PROMPT A: In the article on NBA finals ratings, rewrite the part that opens with the words containing "The National Basketball" and closes with "and playoff baseball.", replacing "viewers" with "spectators".
PROMPT B: According to the article on NBA finals ratings, why did the league struggle to attract viewers?

TEXT FOR ANALYSIS:
The National Basketball Association finals, which concluded Sunday with the Los Angeles Lakers’ victory over the Miami Heat, averaged 7.5 million viewers on Walt Disney Co.’s ABC over the six games, a 51 per cent decline from the same event last year, reports Bloomberg.
The league struggled to attract viewers after a pandemic-delayed season that had the pros playing four months later than they normally would. The logjam of sports had LeBron James and Jimmy Butler competing for attention with football and playoff baseball.
Americans also have been more focused on the election and coronavirus, giving a boost to TV news networks. The audience for AT&T Inc.’s CNN, Fox Corp.’s Fox News and Comcast Corp.’s MSNBC during the first five nights of the NBA finals was up 78 per cent to 8.7 million, according to Nielsen data.
Due to the pandemic, fewer fans were able to watch in sports bars, an audience Nielsen now also tracks.

GIVEN ENTRIES:
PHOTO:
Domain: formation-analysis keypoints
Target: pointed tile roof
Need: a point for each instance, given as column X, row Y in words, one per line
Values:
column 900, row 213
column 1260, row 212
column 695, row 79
--
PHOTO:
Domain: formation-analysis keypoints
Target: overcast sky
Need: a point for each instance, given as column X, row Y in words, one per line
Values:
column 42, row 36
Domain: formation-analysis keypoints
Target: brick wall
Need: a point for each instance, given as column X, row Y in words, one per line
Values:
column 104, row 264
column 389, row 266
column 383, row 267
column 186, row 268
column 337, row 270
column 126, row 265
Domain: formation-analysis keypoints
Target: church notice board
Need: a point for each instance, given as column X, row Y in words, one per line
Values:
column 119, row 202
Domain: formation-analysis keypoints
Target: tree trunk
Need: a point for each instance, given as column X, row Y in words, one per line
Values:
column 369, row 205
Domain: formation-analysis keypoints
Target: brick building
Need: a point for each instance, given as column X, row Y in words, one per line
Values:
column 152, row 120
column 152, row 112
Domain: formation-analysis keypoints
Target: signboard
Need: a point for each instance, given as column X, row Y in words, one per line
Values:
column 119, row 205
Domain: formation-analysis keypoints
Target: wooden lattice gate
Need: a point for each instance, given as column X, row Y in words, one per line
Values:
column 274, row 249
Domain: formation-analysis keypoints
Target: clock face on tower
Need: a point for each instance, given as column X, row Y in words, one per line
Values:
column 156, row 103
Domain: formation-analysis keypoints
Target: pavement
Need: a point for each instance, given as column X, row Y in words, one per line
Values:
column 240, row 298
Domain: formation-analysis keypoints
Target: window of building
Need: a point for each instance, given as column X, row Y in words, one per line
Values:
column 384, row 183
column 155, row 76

ANSWER SPACE A:
The National Basketball Association finals, which concluded Sunday with the Los Angeles Lakers’ victory over the Miami Heat, averaged 7.5 million spectators on Walt Disney Co.’s ABC over the six games, a 51 per cent decline from the same event last year, reports Bloomberg.
The league struggled to attract spectators after a pandemic-delayed season that had the pros playing four months later than they normally would. The logjam of sports had LeBron James and Jimmy Butler competing for attention with football and playoff baseball.

ANSWER SPACE B: The pandemic delayed the season, so the pros played four months later than they normally would. That logjam of sports left LeBron James and Jimmy Butler competing for attention with football and playoff baseball.